Exercise material:
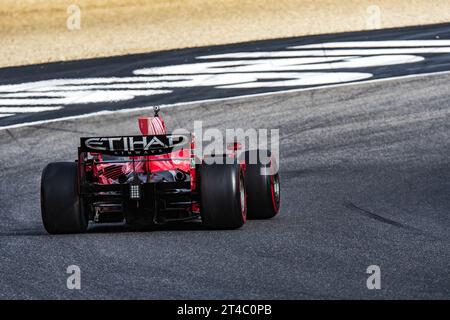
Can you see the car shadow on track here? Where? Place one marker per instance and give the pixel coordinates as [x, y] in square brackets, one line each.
[117, 228]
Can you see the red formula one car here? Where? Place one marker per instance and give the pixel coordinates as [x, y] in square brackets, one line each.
[155, 178]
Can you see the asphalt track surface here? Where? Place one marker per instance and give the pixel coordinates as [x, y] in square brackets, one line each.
[365, 181]
[55, 90]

Problem requirements: Take the material above and set it down exactly, minus the images.

Solution to this task:
Can you see the car shadow on track here? Where? Place one marker per instance and give the pixel coordinates as [x, y] in square brackets, one line each.
[117, 228]
Can you see the red formula one car here? Where? Place one marker per instance and give the pixel coordinates as [x, y] in square brackets, one line each.
[155, 178]
Can you see the asphalt track surface here? Where? Place one marker per instance and give the pixel coordinates as [x, y] in square brackets, one line each.
[365, 181]
[55, 90]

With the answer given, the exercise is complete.